Referring expression pointing data

::::

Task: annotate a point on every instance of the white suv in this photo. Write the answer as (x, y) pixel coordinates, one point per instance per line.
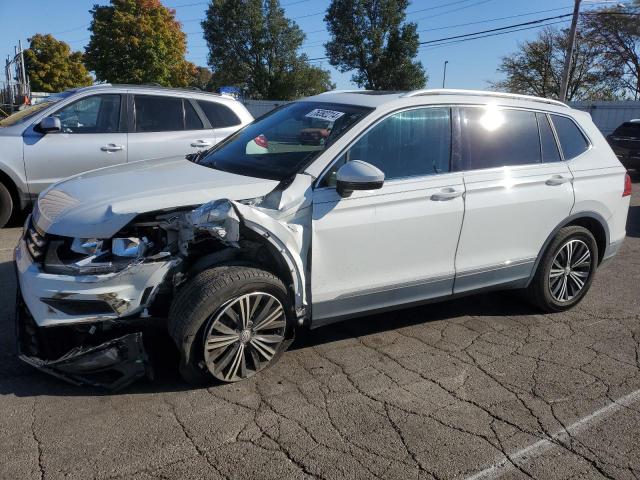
(331, 207)
(104, 125)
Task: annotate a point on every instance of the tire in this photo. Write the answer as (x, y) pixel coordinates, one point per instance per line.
(6, 205)
(215, 337)
(564, 276)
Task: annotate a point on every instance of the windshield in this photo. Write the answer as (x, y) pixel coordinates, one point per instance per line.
(285, 141)
(25, 114)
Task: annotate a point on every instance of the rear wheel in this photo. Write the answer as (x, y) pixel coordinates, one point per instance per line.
(6, 205)
(566, 270)
(230, 323)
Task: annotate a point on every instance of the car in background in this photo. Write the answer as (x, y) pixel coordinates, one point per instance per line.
(104, 125)
(625, 142)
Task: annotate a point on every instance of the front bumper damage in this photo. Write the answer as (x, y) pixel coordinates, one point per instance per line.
(106, 363)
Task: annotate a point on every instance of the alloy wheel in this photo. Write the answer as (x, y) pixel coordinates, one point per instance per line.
(570, 270)
(244, 336)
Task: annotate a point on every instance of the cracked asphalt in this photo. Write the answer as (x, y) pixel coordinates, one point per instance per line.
(482, 387)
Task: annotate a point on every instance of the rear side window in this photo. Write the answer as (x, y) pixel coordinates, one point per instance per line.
(95, 114)
(550, 151)
(220, 116)
(571, 138)
(493, 137)
(158, 114)
(628, 129)
(191, 119)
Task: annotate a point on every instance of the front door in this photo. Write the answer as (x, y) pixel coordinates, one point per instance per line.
(517, 191)
(91, 138)
(396, 245)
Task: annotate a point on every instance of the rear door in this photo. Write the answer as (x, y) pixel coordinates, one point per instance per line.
(517, 191)
(93, 136)
(165, 126)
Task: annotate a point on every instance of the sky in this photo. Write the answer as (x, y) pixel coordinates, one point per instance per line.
(471, 64)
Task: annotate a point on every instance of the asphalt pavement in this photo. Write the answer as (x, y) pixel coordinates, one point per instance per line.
(481, 387)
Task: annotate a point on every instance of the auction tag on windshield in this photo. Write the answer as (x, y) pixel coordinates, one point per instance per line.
(328, 115)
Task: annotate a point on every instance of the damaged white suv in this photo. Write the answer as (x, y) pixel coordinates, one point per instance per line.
(327, 208)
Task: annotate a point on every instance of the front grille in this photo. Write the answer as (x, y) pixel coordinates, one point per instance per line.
(36, 242)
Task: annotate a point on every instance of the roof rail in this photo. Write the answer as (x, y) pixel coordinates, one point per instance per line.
(345, 91)
(482, 93)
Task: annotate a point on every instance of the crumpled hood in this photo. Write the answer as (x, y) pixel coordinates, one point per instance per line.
(99, 203)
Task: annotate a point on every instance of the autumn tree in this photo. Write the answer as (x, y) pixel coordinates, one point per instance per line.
(372, 39)
(137, 41)
(617, 32)
(536, 68)
(52, 66)
(252, 45)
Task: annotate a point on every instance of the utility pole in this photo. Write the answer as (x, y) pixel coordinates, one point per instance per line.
(444, 74)
(569, 55)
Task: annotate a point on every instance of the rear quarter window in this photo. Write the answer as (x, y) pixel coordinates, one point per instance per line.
(220, 116)
(572, 141)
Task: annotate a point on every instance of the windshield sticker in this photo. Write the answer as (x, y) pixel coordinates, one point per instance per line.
(328, 115)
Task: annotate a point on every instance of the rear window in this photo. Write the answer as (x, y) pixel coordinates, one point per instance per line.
(572, 141)
(220, 116)
(628, 129)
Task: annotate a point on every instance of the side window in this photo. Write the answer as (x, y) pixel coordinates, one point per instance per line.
(191, 119)
(493, 137)
(406, 144)
(158, 114)
(550, 151)
(571, 138)
(95, 114)
(220, 116)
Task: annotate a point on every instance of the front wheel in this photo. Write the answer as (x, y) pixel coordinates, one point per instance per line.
(566, 270)
(231, 323)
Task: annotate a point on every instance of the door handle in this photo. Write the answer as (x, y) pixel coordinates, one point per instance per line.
(446, 194)
(201, 143)
(112, 147)
(557, 180)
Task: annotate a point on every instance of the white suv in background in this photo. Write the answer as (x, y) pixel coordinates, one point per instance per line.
(405, 198)
(105, 125)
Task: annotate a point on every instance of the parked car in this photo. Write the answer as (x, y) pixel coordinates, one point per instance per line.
(414, 197)
(625, 141)
(104, 125)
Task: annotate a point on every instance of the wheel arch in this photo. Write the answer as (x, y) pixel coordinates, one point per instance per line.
(592, 221)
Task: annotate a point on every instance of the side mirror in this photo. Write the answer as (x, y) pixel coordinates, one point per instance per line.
(50, 124)
(358, 175)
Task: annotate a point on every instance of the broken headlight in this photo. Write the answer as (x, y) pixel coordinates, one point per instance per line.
(90, 256)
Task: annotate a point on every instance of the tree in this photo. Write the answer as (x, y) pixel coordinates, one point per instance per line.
(617, 32)
(137, 41)
(52, 66)
(201, 78)
(369, 36)
(536, 68)
(252, 45)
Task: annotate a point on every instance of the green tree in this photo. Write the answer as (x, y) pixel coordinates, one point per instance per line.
(617, 32)
(52, 66)
(371, 38)
(536, 68)
(201, 78)
(252, 45)
(137, 41)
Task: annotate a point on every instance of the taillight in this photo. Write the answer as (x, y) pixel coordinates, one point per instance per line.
(627, 185)
(261, 141)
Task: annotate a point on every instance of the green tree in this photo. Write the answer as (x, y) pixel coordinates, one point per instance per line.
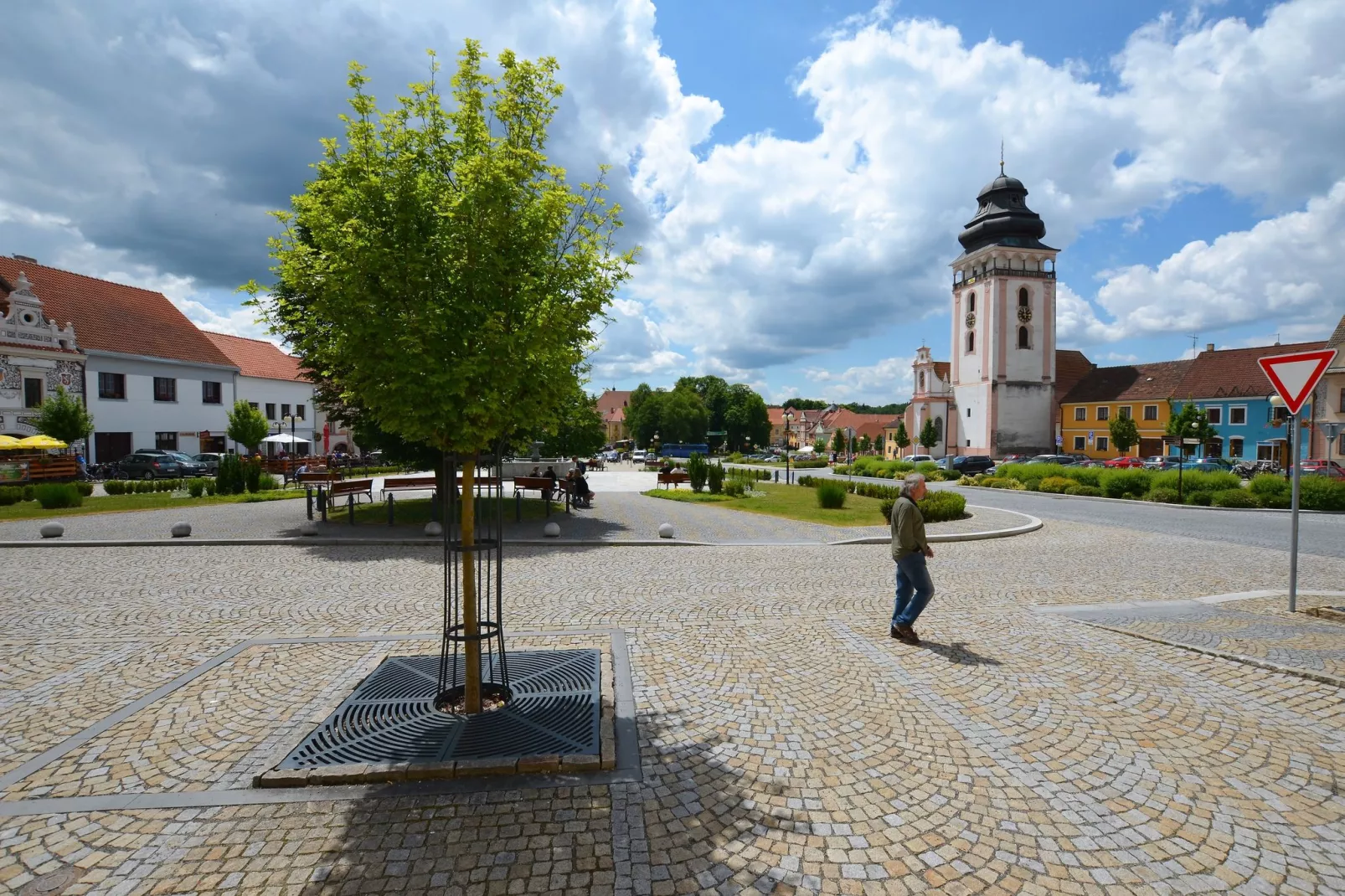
(901, 439)
(441, 275)
(64, 417)
(246, 425)
(1191, 423)
(1125, 434)
(577, 430)
(747, 419)
(928, 435)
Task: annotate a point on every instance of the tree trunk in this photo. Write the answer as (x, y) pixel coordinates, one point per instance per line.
(472, 674)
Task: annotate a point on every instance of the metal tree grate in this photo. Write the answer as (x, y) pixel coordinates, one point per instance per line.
(392, 716)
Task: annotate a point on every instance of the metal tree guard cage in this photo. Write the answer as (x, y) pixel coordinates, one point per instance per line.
(477, 567)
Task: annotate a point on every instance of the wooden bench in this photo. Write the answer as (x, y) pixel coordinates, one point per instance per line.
(408, 483)
(348, 487)
(674, 478)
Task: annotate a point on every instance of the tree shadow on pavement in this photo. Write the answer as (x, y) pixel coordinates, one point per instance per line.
(958, 653)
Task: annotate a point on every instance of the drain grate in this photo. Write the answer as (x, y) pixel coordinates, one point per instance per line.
(392, 716)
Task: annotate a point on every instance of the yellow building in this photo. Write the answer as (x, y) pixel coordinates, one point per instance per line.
(1140, 392)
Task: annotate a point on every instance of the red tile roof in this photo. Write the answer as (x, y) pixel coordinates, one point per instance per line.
(255, 357)
(1130, 383)
(1225, 372)
(111, 317)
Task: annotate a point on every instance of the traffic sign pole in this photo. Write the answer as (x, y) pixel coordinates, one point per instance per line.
(1293, 526)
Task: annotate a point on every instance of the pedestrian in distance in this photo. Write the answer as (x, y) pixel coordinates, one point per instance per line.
(910, 549)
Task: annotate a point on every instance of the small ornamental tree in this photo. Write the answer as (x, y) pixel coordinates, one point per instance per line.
(246, 425)
(901, 439)
(443, 276)
(64, 417)
(928, 435)
(1125, 434)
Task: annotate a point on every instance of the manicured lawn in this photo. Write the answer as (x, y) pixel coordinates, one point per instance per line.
(791, 502)
(152, 501)
(415, 512)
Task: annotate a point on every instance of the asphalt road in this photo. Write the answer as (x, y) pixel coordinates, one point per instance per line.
(1322, 534)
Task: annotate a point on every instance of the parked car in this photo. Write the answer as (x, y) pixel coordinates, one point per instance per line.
(210, 461)
(188, 466)
(969, 465)
(1321, 468)
(150, 465)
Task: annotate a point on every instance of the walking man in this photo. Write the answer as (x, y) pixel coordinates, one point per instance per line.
(910, 549)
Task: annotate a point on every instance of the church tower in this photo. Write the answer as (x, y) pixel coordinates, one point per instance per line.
(1003, 326)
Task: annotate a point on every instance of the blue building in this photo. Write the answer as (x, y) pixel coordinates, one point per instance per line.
(1234, 390)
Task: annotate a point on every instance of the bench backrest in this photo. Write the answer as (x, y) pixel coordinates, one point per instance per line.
(410, 481)
(351, 486)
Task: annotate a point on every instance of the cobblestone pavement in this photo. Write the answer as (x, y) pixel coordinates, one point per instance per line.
(786, 743)
(617, 516)
(1260, 627)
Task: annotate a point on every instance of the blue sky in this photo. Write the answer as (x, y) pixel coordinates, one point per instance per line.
(795, 173)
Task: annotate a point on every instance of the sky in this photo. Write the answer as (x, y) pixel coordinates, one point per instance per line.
(794, 171)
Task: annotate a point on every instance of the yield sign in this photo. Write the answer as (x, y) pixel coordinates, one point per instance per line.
(1296, 376)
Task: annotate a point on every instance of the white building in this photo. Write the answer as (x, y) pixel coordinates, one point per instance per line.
(151, 378)
(271, 381)
(37, 355)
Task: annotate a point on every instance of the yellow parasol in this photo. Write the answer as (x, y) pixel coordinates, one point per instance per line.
(40, 441)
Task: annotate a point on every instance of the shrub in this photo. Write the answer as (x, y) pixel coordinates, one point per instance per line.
(53, 497)
(716, 479)
(229, 478)
(942, 506)
(832, 496)
(1054, 485)
(1320, 492)
(697, 470)
(1232, 498)
(1125, 483)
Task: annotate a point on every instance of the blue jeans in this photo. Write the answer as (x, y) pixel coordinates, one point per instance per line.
(914, 590)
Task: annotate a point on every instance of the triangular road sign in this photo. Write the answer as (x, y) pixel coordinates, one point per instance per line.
(1296, 376)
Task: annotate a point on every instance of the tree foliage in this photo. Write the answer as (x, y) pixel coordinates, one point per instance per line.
(1125, 434)
(246, 425)
(64, 417)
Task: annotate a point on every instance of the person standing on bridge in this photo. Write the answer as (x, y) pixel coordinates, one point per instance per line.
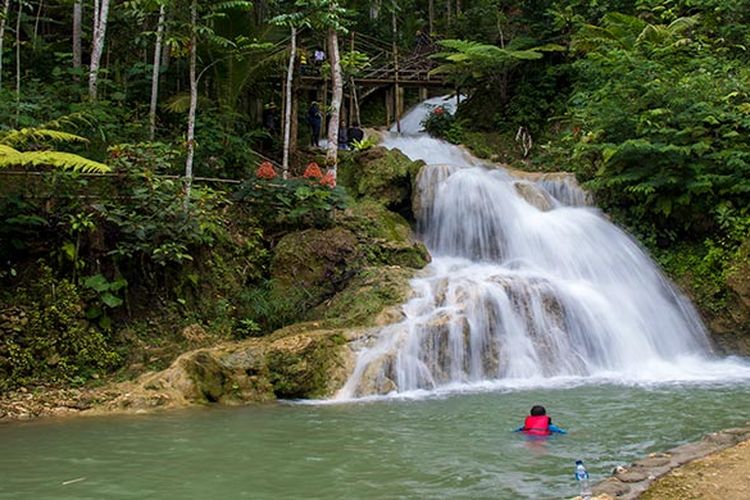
(315, 120)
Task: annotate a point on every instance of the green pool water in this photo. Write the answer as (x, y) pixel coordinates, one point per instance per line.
(452, 446)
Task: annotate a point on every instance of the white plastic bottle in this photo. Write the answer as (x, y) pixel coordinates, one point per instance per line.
(582, 476)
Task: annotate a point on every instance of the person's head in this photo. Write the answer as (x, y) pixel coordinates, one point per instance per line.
(537, 411)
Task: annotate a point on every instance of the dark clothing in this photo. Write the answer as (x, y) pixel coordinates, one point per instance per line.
(343, 141)
(315, 121)
(355, 134)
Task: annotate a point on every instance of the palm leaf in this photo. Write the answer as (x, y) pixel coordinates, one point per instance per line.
(9, 157)
(33, 134)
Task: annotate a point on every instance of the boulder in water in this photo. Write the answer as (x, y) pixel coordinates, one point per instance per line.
(384, 175)
(533, 195)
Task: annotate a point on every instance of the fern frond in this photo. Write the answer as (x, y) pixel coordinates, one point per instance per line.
(180, 103)
(64, 161)
(69, 121)
(7, 150)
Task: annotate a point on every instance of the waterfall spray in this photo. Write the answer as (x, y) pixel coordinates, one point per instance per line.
(528, 282)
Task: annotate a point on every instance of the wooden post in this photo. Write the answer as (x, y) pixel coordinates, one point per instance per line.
(356, 104)
(351, 85)
(388, 106)
(395, 64)
(294, 122)
(399, 105)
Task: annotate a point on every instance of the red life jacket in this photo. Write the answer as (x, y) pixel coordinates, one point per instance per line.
(537, 425)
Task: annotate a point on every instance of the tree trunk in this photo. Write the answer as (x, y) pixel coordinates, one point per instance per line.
(36, 22)
(6, 10)
(77, 29)
(288, 104)
(156, 74)
(374, 9)
(18, 60)
(338, 91)
(193, 99)
(97, 47)
(396, 91)
(431, 16)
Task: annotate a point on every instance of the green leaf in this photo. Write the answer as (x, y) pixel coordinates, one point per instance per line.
(97, 283)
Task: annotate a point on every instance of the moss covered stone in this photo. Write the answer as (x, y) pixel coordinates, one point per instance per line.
(303, 365)
(384, 175)
(314, 261)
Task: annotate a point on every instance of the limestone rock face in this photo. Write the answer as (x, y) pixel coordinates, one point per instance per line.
(731, 328)
(315, 260)
(384, 237)
(305, 360)
(533, 195)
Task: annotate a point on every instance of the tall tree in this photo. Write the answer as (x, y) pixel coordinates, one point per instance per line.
(193, 98)
(3, 18)
(77, 30)
(101, 15)
(18, 59)
(156, 71)
(293, 20)
(288, 103)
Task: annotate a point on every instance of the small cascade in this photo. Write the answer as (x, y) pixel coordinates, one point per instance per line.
(527, 282)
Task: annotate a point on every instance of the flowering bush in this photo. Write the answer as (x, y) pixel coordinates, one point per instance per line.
(265, 171)
(293, 203)
(312, 171)
(328, 180)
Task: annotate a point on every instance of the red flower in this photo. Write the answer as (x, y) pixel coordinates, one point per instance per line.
(312, 171)
(328, 180)
(265, 171)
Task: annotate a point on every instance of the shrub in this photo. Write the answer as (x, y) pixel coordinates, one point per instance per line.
(45, 337)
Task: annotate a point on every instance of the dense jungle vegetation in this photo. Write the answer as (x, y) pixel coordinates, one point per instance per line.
(143, 151)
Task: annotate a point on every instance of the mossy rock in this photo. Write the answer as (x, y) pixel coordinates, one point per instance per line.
(731, 327)
(384, 237)
(384, 175)
(367, 299)
(302, 366)
(314, 261)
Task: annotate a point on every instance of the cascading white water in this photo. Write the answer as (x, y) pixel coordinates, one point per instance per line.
(527, 283)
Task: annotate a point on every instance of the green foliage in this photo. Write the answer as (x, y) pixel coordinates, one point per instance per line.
(444, 125)
(365, 144)
(153, 225)
(46, 339)
(468, 64)
(262, 309)
(10, 157)
(662, 118)
(292, 203)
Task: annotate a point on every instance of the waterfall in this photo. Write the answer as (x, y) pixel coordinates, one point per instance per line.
(528, 282)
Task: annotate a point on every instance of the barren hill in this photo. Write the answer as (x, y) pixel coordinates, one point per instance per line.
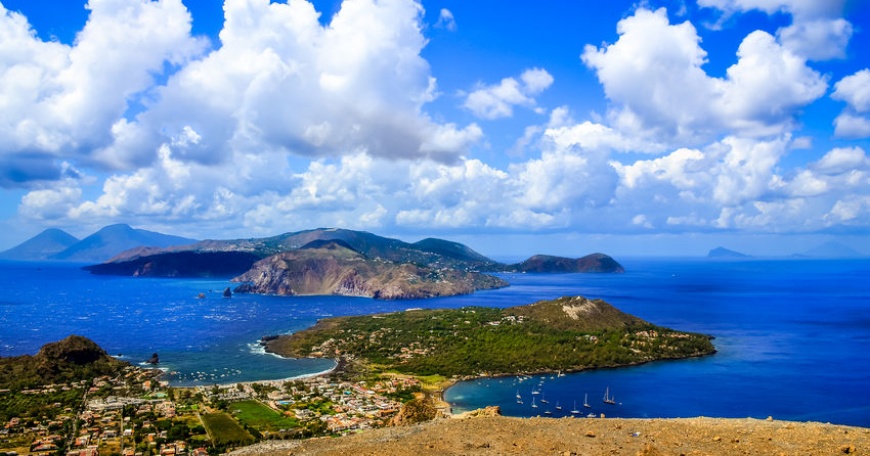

::::

Retype, word for word, the line containing "Task: annotate a point on every instance of the dense" and each line after it through the end of the data, leaving any picture out.

Answer area:
Task: annotate a point on every instance of the dense jungle vegetation in this photo. Write the answer as (x, y) pixel coordinates, one point per instance per line.
(143, 151)
Task: annotate a point on every instance of the mossy rock in this photo. Write the answer as (x, y) pixel coordinates, one point per instance per line.
(731, 327)
(384, 237)
(384, 175)
(367, 299)
(302, 366)
(314, 261)
Task: annotate a point on every instance of the cascading white water in this photo. Write the answer as (x, y) pixel coordinates, one point per instance per line.
(527, 283)
Task: annotate a point on every instance of the green foliage in this photo. Write the answer as (x, y) pixel coordinates, one point per instance per line.
(444, 125)
(365, 144)
(153, 225)
(46, 339)
(468, 64)
(262, 309)
(10, 157)
(662, 118)
(292, 203)
Task: annotate a point on every instance of the waterfall in this photo. Write the answer as (x, y) pixel coordinates, one point per instance per line.
(528, 282)
Task: annotate a point on every instance of the barren hill in this photo. Write the answer as (x, y) pixel coordinates, one point per instance per line.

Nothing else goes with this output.